## [Extract provided]
------------------------------
TL;DR

I am sharing my thoughts here about supporting in-memory data passing. Not
necessarily directly linked to airflow specific implementation, but airflow
still does play its role, i.e, chaining computational nodes.

In the data-flow graph parlance, airflow operators are
fundamentally computational nodes. edges connect the nodes. In the context
of airdlow, as per my understanding, they are purely symbolic at this time
(meaning, no explicit data flow happens), X-COMs not withstanding. As it
stands out, airflow does not take any opinion (rightly so) on how this data
flow is happening. Every node reads/writes the data into some persistent/
transient location, and downstream nodes shall have access to it. A
symbolic DAG is created, and underneath runtimes execute the computational
nodes. airflow, at this time, does not have the capability to handle data
in-memory between/ among nodes, as it is simply a symbolic DAG.

Extending airflow to handle in-mem data flow can be done via specifying an
attribute on the edge (for example, in-mem is property of the edge
connecting two nodes). airflow DAG is still a symbolic DAG except that
dependencies have additional attributes. airflow can let  the underneath
runtime engine attempt to full-fill this promise.
There can be at least two ways:
1) airflow DAG has this specical edges, I can bring up a Spark Cluster via
Apache Livy as the bridge (can run Python or Scala code at this time). Data
is referencible via name spaces. That is, data is held in memory in a
session, and airflow operators are invoked in the remote Spark cluster.
This was my plan to do doing Data Science declaratively, and even specify
which data-flows should be happen in-memory. In this sample
<https://github.com/dhavala/dagger/blob/master/src/dagger/examples/SampleDag_02.yaml>
DAG spec, I used unix-like pipes to denote in-memory edges, and normal
airflow ">" to denote non-opiniated data flows.
2) DASK <https://dask.org/> (for python) does in-memory processing. So any
subdags having in-memory edges, can be handled by a DASK operator. It is
upto DASK to full in-mem processing.
So bottomline, airflow will not have any opinion on how data flow happens.
A in-mem edge is only a future promise. If there is a supporting super
operator (like Livy with Spark) or DASK, it can get full filled.
------------------------------
## [Dataset records]
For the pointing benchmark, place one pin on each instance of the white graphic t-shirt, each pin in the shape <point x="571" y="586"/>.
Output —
------------------------------
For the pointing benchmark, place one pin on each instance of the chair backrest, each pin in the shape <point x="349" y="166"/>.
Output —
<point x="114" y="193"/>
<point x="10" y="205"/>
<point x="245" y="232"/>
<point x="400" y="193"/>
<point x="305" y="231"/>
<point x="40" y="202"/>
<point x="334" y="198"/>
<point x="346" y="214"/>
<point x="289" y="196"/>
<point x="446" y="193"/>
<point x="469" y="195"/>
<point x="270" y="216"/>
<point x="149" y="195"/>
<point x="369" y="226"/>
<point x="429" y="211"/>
------------------------------
## [Directions]
1. State how many lines of the records contain the string "pointing". Give only the number.
2. Pick up the note on in-memory data passing between Airflow operators where it stops, and write what comes after its final sentence.

## [Results in order]
1. 2

2.
thanks,
-soma





On Tue, Nov 26, 2019 at 9:37 PM James Meickle
<jmeic...@quantopian.com.invalid> wrote:

> I think this idea is running before we can even crawl. Before it makes any
> sense to implement this in Airflow, I think it needs three other things:
>
> - A reliable, well-designed component for passing data between tasks first
> (not XCom!); where shared memory is an _implementation_ of data passing
> - An understanding of temporary resources (not encoded as explicit DAG
> steps but stood up/torn down implicitly); where the shared memory _is_ a
> temporary resource
> - An understanding of cooperative scheduling and retrying (what if one half
> fails but the other half is still running?); where this is required to use
> shared memory safely without subtle race conditions
>
> And as stated, this is easy-ish on local executor and crushingly hard with
> anything else. Yet in the cases where you need this, you... probably don't
> want to be running on local executor.
>
> On Tue, Nov 26, 2019 at 6:22 AM Jarek Potiuk <jarek.pot...@polidea.com>
> wrote:
>
> > *TL;DR; Discuss whether shared memory data sharing for some tasks is an
> > interesting feature for future Airflow.*
> >
> > I had a few discussions recently with several Airflow users (including at
> > Slack [1] and in person at Warsaw Airflow meetup) about using shared
> memory
> > for inter-task communication.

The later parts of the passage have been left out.